* _Problems and tasks_:
1: In the message about R's save/load doubling memory, what is the only kind of sharing that R's serialization format currently preserves?
2: Continue the mailing-list message about R's save/load doubling memory from the point where it stops.

* _Passage given_:
---
[R] save/load doubles memory [oops]

luke-tierney at uiowa.edu luke-tierney at uiowa.edu
Tue Sep 17 21:39:04 CEST 2013


At this point R's serialization format only preserves sharing of
environments; any other sharing is lost. Changing this will require an
extensive rewrite of serialization. It would be useful to have this,
especially as we are trying to increase sharing/decrease copying, but
it isn't likely any time soon.

Best,

luke

On Tue, 17 Sep 2013, Ross Boylan wrote:

> On Tue, 2013-09-17 at 12:06 -0700, Ross Boylan wrote:
>> Saving and loading data is roughly doubling memory use.  I'm trying to
>> understand and correct the problem.
> Apparently I had the process memories mixed up: R1 below was the one
> with 4G and R2 with 2G.  So there's less of a mystery.  However...
>>
>> R1 was an R process using just over 2G of memory.
---
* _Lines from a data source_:
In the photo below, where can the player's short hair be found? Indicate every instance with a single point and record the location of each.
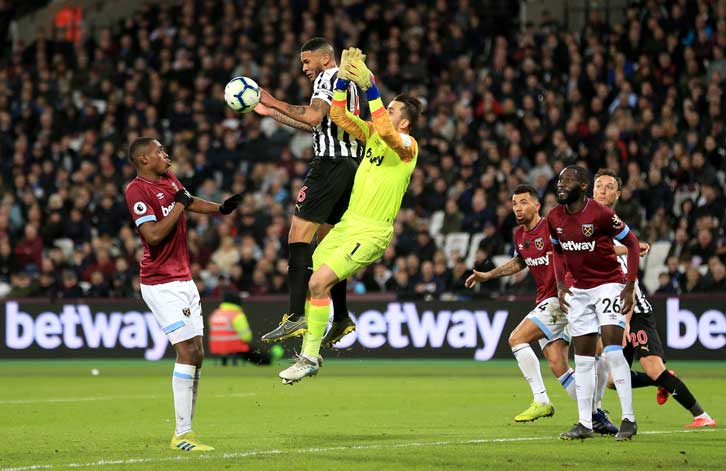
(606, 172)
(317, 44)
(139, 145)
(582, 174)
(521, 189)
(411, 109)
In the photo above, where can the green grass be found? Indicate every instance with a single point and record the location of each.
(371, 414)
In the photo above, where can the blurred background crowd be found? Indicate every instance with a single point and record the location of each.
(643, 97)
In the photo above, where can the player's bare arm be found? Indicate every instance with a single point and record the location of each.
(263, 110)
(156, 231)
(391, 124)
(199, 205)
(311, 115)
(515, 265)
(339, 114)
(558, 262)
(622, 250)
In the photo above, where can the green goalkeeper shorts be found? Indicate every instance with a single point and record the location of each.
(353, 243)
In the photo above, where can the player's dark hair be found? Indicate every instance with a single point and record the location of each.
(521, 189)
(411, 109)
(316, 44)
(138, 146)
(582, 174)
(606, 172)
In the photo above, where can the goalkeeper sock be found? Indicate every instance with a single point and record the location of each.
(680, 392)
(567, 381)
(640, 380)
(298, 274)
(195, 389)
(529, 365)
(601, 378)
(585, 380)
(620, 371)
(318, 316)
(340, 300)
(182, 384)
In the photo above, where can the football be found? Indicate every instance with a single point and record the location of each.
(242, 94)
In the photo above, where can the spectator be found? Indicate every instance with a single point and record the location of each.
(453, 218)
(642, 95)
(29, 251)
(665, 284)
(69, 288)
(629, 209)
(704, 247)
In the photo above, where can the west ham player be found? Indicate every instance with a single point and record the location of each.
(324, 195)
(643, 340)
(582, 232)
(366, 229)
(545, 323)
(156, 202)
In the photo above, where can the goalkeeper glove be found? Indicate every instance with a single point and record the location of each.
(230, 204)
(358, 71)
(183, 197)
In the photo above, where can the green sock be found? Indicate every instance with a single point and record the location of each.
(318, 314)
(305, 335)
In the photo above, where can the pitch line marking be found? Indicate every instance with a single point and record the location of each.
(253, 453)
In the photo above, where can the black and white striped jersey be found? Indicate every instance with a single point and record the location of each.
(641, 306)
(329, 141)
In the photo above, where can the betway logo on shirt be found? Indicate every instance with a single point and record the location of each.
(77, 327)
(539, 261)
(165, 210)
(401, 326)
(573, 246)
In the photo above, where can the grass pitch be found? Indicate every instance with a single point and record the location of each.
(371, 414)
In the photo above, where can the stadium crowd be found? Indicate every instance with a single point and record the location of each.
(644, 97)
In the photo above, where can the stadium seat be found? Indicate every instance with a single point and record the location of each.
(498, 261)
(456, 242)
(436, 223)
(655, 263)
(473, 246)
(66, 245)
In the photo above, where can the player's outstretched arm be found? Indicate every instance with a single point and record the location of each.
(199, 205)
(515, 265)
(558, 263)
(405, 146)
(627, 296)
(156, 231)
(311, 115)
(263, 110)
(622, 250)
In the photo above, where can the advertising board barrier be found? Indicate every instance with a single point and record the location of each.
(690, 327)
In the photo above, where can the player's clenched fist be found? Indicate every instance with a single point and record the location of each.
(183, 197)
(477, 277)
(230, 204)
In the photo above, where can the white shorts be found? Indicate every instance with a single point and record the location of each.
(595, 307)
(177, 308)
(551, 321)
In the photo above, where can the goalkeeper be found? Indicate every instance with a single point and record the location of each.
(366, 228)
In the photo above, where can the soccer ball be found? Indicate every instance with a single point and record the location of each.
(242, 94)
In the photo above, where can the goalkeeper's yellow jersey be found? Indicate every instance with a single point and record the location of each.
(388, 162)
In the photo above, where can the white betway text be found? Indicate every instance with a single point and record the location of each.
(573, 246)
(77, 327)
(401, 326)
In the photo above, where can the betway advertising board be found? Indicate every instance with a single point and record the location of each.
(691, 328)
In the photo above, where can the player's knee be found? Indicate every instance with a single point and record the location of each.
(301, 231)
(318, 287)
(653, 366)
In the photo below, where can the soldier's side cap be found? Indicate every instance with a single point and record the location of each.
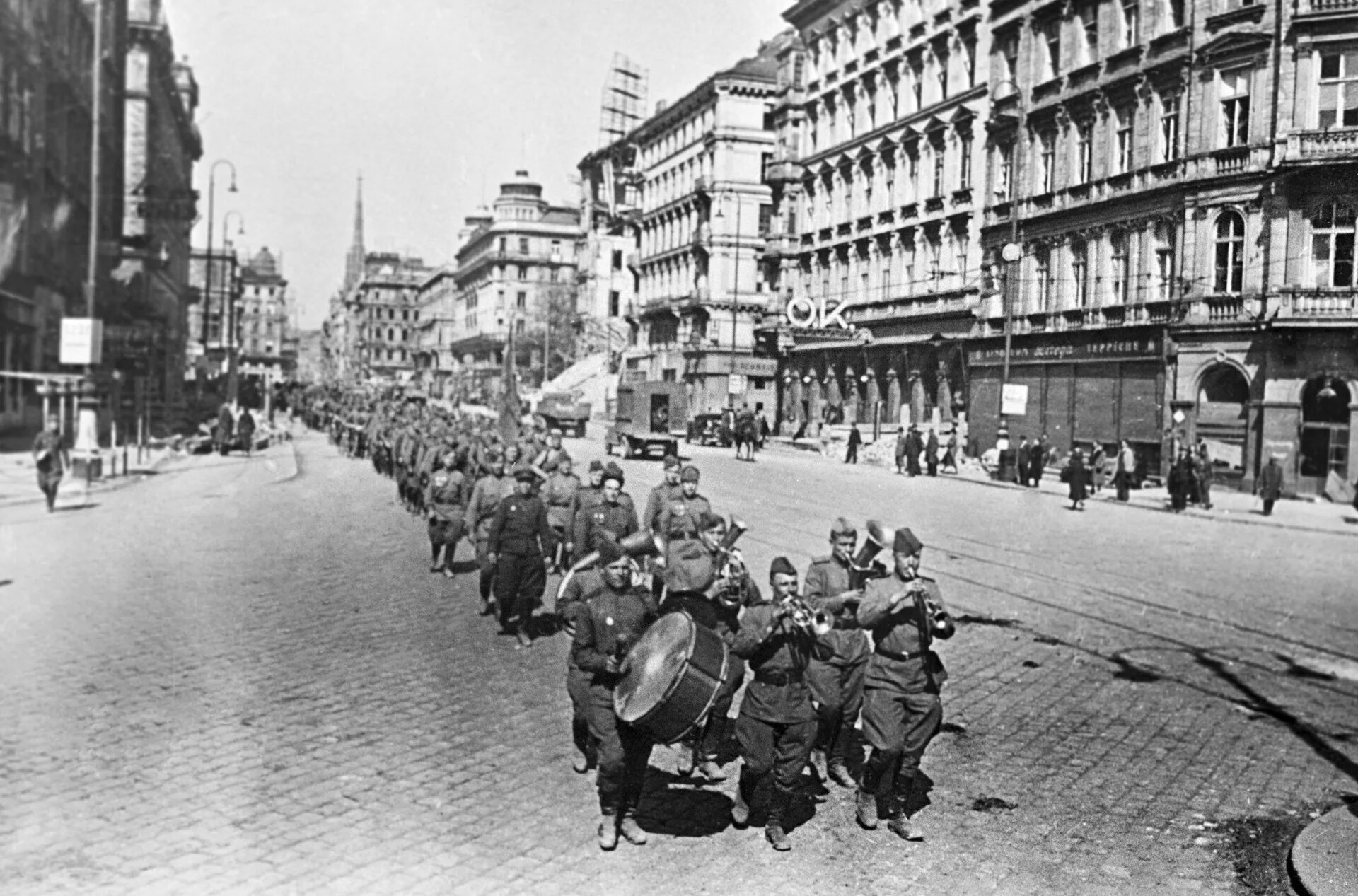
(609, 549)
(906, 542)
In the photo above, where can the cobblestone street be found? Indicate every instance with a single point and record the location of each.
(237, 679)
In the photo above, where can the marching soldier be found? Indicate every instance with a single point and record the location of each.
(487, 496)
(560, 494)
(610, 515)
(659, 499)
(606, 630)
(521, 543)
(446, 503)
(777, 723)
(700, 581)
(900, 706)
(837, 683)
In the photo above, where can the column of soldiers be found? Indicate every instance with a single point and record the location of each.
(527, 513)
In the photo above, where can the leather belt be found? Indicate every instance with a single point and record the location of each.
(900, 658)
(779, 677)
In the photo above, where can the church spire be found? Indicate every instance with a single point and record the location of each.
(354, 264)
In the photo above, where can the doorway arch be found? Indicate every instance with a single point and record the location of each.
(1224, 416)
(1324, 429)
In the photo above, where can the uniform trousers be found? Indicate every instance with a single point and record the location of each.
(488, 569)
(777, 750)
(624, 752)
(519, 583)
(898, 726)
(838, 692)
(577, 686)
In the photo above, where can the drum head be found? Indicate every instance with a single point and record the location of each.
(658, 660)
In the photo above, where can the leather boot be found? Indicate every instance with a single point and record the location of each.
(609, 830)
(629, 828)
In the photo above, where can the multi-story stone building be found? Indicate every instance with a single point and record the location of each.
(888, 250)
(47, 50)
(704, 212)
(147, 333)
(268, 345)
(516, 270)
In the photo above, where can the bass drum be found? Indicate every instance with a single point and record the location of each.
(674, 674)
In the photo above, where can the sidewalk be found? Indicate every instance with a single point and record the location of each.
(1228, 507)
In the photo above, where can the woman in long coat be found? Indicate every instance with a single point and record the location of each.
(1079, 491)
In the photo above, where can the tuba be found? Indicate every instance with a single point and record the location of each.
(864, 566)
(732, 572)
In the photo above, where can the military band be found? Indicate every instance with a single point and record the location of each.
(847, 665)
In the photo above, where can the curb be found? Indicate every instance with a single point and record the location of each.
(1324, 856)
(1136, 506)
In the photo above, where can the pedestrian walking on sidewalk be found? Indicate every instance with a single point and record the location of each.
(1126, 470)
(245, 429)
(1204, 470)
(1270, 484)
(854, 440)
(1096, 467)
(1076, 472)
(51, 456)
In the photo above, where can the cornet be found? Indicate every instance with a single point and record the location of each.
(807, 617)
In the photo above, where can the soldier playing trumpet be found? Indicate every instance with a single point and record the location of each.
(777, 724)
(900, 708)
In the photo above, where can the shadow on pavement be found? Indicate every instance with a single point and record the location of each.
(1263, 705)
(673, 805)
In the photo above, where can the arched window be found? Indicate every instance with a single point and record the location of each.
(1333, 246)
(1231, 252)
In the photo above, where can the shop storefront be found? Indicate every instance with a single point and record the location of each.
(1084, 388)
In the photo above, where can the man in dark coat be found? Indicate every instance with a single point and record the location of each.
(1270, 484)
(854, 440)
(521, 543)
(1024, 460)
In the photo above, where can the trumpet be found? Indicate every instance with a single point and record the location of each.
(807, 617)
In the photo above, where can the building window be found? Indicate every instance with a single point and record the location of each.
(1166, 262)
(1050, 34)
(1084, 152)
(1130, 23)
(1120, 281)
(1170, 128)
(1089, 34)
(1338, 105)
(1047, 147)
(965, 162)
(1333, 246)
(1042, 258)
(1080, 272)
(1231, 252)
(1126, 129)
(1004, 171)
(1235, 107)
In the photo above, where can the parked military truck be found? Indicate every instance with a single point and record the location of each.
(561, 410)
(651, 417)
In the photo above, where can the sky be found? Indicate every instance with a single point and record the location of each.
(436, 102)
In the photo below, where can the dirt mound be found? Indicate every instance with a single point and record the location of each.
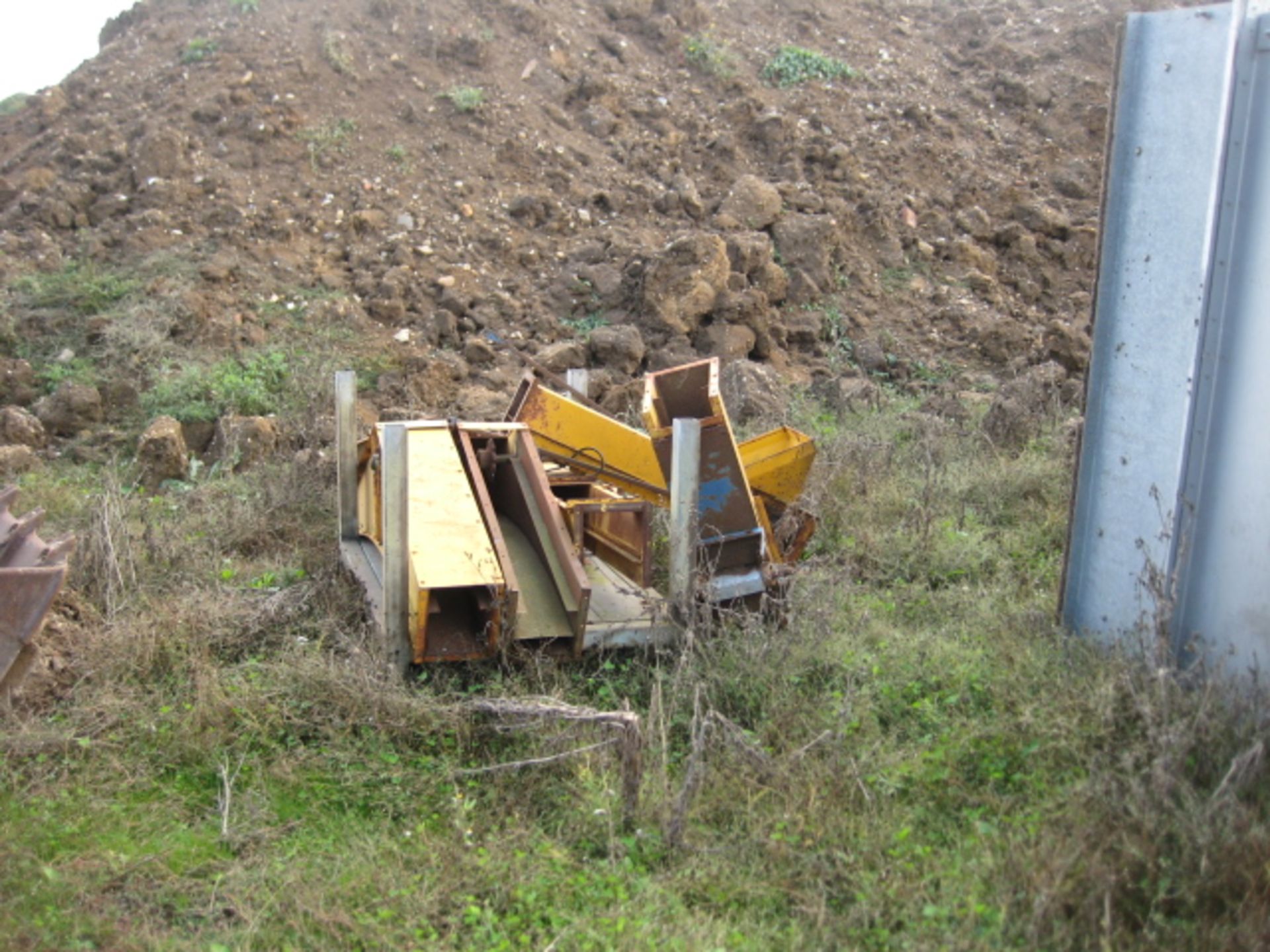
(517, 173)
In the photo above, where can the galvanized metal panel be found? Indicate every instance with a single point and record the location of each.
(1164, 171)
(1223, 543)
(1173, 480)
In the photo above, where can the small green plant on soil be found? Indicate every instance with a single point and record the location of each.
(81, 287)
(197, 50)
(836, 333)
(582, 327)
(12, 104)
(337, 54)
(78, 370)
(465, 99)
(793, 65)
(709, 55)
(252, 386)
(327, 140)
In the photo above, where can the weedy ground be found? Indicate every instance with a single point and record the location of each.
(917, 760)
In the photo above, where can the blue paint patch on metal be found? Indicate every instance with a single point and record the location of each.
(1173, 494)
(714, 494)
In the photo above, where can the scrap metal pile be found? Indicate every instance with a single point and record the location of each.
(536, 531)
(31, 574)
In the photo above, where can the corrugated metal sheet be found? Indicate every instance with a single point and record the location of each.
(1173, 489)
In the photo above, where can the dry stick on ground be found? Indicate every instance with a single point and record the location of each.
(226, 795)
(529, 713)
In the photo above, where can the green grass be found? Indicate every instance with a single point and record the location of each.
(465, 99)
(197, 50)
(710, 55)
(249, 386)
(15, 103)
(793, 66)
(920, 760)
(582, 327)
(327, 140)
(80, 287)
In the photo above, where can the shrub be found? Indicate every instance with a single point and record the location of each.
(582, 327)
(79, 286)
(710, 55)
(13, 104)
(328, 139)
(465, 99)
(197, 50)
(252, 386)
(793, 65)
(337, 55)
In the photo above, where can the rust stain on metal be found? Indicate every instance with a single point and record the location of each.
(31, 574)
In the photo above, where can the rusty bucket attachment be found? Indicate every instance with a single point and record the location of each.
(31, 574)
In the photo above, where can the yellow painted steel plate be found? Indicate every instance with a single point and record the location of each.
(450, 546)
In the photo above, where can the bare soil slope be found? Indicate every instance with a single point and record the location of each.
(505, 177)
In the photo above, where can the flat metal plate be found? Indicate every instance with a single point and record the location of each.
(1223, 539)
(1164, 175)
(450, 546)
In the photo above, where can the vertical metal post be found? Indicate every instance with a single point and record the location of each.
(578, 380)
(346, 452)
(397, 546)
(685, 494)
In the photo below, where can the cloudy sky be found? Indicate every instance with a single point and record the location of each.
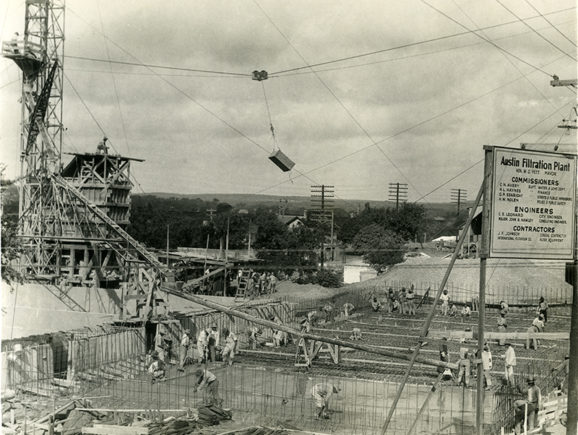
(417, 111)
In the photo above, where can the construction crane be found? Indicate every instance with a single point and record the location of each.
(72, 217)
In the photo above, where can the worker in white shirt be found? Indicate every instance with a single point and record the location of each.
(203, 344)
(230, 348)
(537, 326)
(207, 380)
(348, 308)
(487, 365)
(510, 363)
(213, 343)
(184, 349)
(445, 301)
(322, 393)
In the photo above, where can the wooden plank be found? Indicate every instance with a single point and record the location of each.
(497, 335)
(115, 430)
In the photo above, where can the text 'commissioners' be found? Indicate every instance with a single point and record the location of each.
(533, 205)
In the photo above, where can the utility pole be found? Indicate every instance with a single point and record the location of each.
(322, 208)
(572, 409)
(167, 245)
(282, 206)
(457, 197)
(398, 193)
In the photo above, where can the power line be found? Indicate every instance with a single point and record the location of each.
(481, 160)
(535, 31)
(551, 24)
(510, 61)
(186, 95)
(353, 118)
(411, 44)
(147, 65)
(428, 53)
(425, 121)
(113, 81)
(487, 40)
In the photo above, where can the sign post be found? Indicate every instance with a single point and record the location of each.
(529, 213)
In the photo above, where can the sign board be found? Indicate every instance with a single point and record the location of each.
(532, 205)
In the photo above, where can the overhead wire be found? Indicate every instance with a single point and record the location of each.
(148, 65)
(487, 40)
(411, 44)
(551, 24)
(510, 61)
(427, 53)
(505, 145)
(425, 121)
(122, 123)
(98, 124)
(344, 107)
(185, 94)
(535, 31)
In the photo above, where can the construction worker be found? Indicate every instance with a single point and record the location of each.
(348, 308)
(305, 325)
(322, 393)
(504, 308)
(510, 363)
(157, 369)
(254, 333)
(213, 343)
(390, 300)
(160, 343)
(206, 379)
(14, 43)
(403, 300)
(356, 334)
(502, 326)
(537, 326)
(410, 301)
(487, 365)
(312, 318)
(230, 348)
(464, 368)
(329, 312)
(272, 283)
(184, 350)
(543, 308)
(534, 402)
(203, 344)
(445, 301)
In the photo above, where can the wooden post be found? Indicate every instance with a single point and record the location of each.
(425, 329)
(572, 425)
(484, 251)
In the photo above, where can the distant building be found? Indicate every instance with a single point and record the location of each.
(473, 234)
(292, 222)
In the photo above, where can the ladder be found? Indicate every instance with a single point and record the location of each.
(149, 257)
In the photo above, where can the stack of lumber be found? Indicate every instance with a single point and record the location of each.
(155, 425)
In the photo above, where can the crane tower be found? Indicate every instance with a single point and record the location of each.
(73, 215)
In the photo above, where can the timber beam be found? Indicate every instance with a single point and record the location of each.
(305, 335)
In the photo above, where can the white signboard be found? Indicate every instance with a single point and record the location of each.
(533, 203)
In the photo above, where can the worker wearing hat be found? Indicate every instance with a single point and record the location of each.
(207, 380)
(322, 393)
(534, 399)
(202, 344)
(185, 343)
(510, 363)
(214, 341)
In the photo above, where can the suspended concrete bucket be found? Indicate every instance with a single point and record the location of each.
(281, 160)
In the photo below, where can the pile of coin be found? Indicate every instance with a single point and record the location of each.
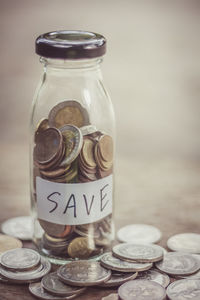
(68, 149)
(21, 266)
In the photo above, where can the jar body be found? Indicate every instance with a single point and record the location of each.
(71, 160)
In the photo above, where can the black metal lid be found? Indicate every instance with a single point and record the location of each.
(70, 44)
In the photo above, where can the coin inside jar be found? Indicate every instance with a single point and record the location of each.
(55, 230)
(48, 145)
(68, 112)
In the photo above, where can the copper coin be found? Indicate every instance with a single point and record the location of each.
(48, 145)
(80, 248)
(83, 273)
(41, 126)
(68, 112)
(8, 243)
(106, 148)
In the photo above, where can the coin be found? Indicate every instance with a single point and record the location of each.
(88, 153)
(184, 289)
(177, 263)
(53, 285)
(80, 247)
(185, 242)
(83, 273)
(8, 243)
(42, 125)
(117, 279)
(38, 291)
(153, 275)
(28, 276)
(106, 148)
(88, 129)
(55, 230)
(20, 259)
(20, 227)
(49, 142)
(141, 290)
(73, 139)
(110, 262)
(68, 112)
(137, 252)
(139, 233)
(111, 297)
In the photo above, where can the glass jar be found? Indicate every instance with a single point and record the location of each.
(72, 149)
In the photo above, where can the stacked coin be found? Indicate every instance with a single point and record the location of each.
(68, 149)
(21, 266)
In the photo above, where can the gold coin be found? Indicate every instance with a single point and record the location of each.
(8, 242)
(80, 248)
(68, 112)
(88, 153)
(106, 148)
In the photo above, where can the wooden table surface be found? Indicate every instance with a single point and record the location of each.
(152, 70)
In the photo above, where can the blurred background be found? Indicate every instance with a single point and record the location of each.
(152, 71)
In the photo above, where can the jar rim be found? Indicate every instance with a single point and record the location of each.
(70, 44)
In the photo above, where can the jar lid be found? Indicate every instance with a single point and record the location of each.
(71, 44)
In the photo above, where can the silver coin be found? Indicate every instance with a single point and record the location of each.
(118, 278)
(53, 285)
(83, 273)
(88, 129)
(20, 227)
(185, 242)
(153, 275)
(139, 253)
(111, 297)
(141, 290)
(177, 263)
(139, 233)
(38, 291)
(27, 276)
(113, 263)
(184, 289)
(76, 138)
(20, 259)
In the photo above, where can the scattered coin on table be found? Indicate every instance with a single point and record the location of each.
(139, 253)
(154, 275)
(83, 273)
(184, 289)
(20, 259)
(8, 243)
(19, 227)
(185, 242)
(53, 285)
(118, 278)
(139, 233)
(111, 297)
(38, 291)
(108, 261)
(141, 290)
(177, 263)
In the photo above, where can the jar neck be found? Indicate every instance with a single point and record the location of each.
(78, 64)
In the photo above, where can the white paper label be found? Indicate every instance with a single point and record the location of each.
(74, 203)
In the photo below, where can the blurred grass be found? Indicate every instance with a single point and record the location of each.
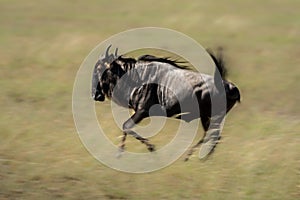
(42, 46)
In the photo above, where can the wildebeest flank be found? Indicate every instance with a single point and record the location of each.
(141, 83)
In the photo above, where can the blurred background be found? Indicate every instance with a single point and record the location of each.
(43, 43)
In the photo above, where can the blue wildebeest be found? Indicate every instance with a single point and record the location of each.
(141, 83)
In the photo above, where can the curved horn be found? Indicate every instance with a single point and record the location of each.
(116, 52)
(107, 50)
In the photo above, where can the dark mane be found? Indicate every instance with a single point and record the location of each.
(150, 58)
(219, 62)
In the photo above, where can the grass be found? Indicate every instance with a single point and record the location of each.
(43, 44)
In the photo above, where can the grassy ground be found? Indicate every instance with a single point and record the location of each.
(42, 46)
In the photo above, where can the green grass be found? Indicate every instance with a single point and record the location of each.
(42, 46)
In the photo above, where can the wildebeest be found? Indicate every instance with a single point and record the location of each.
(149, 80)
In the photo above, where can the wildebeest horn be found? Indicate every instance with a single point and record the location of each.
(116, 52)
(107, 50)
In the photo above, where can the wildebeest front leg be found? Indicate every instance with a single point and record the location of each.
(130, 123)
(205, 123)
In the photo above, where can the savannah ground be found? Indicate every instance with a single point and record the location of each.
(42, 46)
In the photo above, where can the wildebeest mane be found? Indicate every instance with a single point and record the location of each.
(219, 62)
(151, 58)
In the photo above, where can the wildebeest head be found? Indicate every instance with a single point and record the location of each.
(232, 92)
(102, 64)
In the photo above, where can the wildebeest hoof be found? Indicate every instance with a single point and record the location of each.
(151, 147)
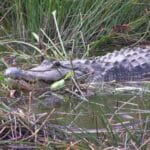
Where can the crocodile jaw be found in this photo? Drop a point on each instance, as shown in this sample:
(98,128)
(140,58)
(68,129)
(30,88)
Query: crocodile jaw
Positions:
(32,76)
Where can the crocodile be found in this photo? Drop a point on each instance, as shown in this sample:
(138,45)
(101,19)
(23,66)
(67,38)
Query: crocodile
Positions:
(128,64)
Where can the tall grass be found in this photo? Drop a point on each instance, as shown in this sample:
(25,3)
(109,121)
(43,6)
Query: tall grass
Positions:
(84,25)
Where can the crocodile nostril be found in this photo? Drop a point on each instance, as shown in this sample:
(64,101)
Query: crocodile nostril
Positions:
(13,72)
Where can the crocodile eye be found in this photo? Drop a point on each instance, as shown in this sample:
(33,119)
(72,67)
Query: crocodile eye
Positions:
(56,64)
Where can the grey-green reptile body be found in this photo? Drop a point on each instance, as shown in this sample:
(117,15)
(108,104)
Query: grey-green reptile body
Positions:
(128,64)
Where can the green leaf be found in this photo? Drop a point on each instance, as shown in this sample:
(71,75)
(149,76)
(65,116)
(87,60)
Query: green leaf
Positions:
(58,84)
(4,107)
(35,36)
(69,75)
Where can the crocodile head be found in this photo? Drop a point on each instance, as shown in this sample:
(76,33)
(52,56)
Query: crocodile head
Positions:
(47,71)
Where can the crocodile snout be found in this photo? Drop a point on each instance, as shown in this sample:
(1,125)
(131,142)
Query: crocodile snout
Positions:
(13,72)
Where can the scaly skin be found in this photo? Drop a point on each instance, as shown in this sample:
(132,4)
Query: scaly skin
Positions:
---
* _Answers for the exercise_:
1: Sharing of environments.

2:
>> I did save(r3b, r4, sflist, file="r4.rdata")
>> and then, in a new process R2,
>> load(file="r4.rdata")
>>
>> R2 used just under 4G of memory, i.e., almost double the original
>> process.  The r4.rdata file was just under 2G, which seemed like very
>> little compression.
>>
>> r4 was created by
>> r4 <- sflist2stanfit(sflist)
>>
>> I presume that r4 and sflist shared most of their memory.
>> The save() apparently lost the information that the memory was shared,
>> doubling memory use.
> Still wondering if this is going on.
>>
>> R 2.15.1, 64 bit on linux.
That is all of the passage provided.